As Seven Eleven Japan Goes…?


There’s a famous saying in American politics: “As Maine goes, so goes the nation.” This phrase originated from the fact that, between 1820 and 1958, Maine held its statewide and congressional elections in September rather than in November, in part because of frigid weather. It thus became a bellwether state whose choices, generally for members of the Republican Party, more often than not reflected the outcome of presidential contests.

One of my roles as General Counsel to the National Coalition is to closely monitor publicly available information about SEI derived from securities filings by its Japanese-held parent, Seven & i Holdings Co., Ltd., available for all the world to see on its website. These filings provide a wealth of information not available elsewhere and also hint about the future direction of the company in general, and SEI operations in the United States in particular. I encourage you visit that website at

One of those areas relates to the evolving product mix in the stores. Based on figures for the nine months ended November 30, 2019, Seven-Eleven Japan (SEJ) stores derived 30.6 percent of sales from fast food and 13.1 percent from daily food. By contrast, SEI stores in the United States derived just 14.9 percent of sales from fast food and 4.9 percent from daily food. This means that the fast food and daily food categories in the Japanese stores represent 2.2 times as much revenue of United States stores.

SEJ discloses that stores in Japan derive a gross profit margin of 35.9 percent for fast food and 33.4 percent for daily food. SEI does not disclose gross profit margin by product category. Of course, with higher labor required to prepare, process and sell fast food and daily food, these higher gross profit margins are not an indication of the overall profitability of that market segment. As a reminder, during the protracted but ultimately unsuccessful attempt to negotiate a fair and balanced franchise agreement with SEI, the company was repeatedly asked to share data regarding the overall, bottom line profitability of fast food and daily food. SEI claimed that it did not possess such information. Many franchisees question how that could be true given the deep investment in those product categories.

Interestingly, SEJ stores had an overall gross profit margin of 32.1 percent as of November 30, 2019, compared to 35.0 percent for SEI stores. That nearly 3 percent differential is substantial and translates into millions of dollars of gross profit.

Given the materially different product mix and gross profit margins between stores in Japan and the United States, one might plausibly ask whether the profile of and trends in the Japanese stores portend the future for SEI franchisees.

A broad hint may be derived from the Financial Results Presentation issued by Seven & i on January 9, 2020. It includes a slide regarding a trial Grab and Go fresh food initiative in the Dallas area with Warabeya. That slide reports that year-over-year sales for October 2019 increased by 21.5 percent for Hot Food, 29 percent for Fresh Meals and 7.7 per-cent for Fresh Sandwiches.

This compared favorably with growth in these categories generally in the United States. The slide indicates that the company intends to expand these initiatives in the next reporting period.

## PROBLEM TO WORK ON
In the Seven Eleven Japan text, what percentage of sales did Seven-Eleven Japan stores get from fast food in the nine months ended November 30, 2019?

Items from a dataset
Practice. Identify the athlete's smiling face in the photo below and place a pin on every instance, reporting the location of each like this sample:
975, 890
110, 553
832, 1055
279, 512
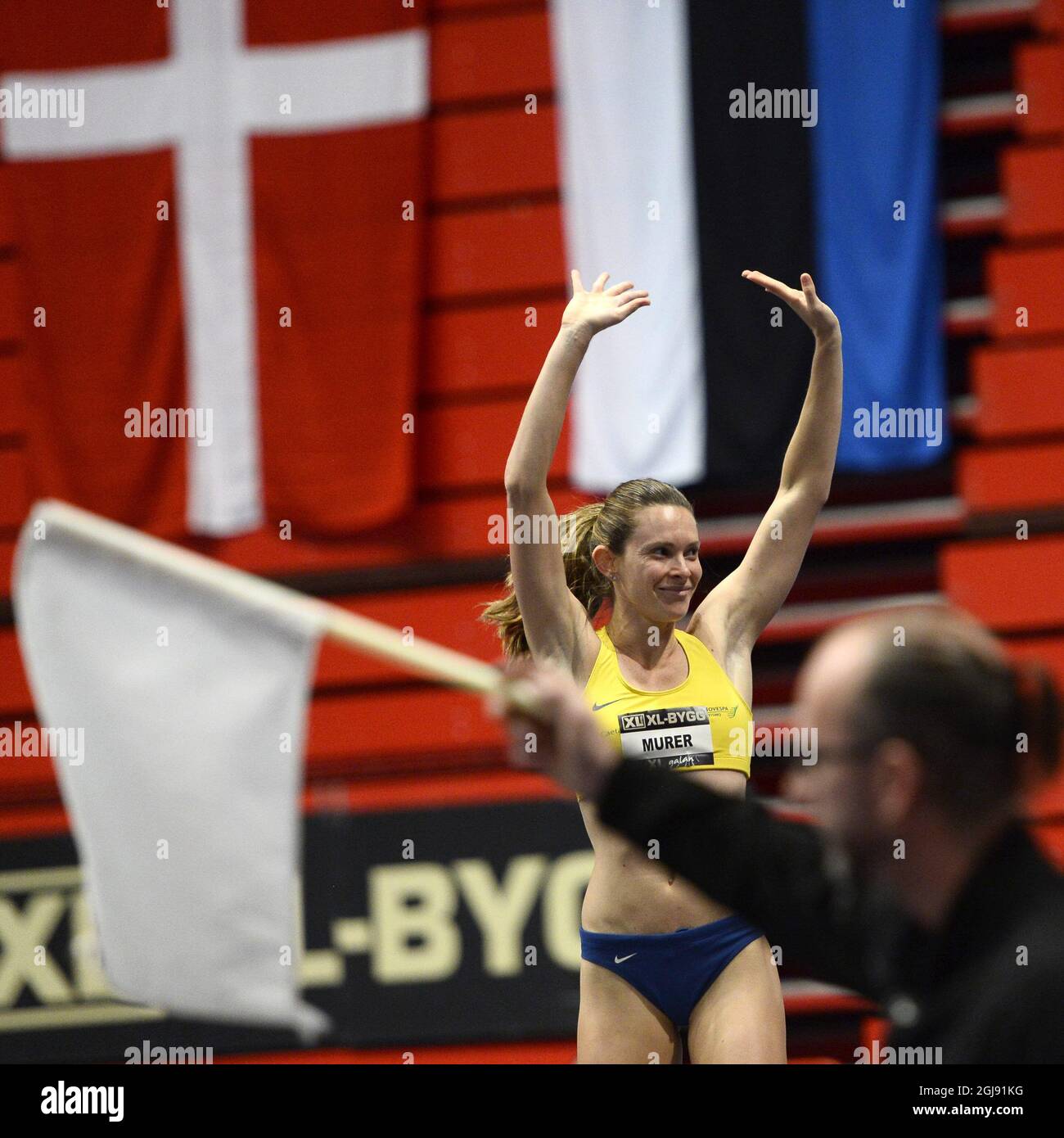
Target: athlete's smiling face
659, 571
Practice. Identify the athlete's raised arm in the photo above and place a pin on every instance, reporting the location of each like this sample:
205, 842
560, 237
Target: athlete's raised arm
553, 618
737, 612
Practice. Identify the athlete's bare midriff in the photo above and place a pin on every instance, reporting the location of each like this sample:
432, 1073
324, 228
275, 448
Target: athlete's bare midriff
632, 892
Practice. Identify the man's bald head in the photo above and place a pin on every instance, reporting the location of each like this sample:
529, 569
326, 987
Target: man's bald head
936, 680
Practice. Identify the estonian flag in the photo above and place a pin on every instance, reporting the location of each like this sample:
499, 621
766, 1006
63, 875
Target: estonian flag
702, 138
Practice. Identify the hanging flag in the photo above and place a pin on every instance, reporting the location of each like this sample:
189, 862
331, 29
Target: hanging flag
216, 219
699, 139
183, 797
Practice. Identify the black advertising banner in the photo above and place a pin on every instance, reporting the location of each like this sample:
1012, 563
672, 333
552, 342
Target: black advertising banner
422, 927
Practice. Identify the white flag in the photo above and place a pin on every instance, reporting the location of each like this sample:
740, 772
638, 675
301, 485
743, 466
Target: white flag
184, 802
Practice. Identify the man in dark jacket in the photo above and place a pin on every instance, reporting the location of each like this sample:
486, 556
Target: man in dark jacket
920, 887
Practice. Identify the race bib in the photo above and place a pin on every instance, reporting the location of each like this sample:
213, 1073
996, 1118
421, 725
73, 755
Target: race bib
668, 737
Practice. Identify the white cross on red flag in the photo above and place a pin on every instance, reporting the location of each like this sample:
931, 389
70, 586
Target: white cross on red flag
228, 231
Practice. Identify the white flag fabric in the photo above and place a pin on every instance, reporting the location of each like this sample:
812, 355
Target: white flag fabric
627, 180
184, 802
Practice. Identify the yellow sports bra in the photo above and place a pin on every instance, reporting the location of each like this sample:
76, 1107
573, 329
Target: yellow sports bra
702, 724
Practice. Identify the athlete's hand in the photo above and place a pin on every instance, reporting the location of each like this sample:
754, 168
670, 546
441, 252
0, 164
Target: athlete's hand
563, 740
601, 307
822, 321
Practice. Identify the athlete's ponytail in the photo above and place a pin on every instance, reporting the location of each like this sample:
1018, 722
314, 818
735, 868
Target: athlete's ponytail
609, 522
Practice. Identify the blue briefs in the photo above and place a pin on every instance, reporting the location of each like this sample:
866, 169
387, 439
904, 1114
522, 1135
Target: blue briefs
672, 969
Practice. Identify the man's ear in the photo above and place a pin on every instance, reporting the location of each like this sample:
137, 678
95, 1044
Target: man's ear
897, 776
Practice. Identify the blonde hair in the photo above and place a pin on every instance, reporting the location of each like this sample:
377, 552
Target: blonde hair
609, 522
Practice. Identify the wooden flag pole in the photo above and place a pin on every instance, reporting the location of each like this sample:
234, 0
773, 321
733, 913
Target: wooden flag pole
443, 665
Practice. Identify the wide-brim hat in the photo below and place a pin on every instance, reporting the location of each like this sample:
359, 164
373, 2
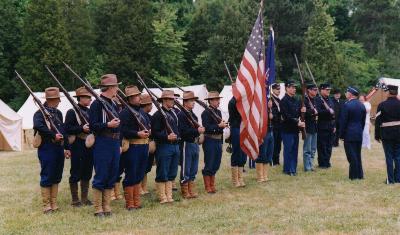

## ANSWER TO THIS PROBLEM
30.6 percent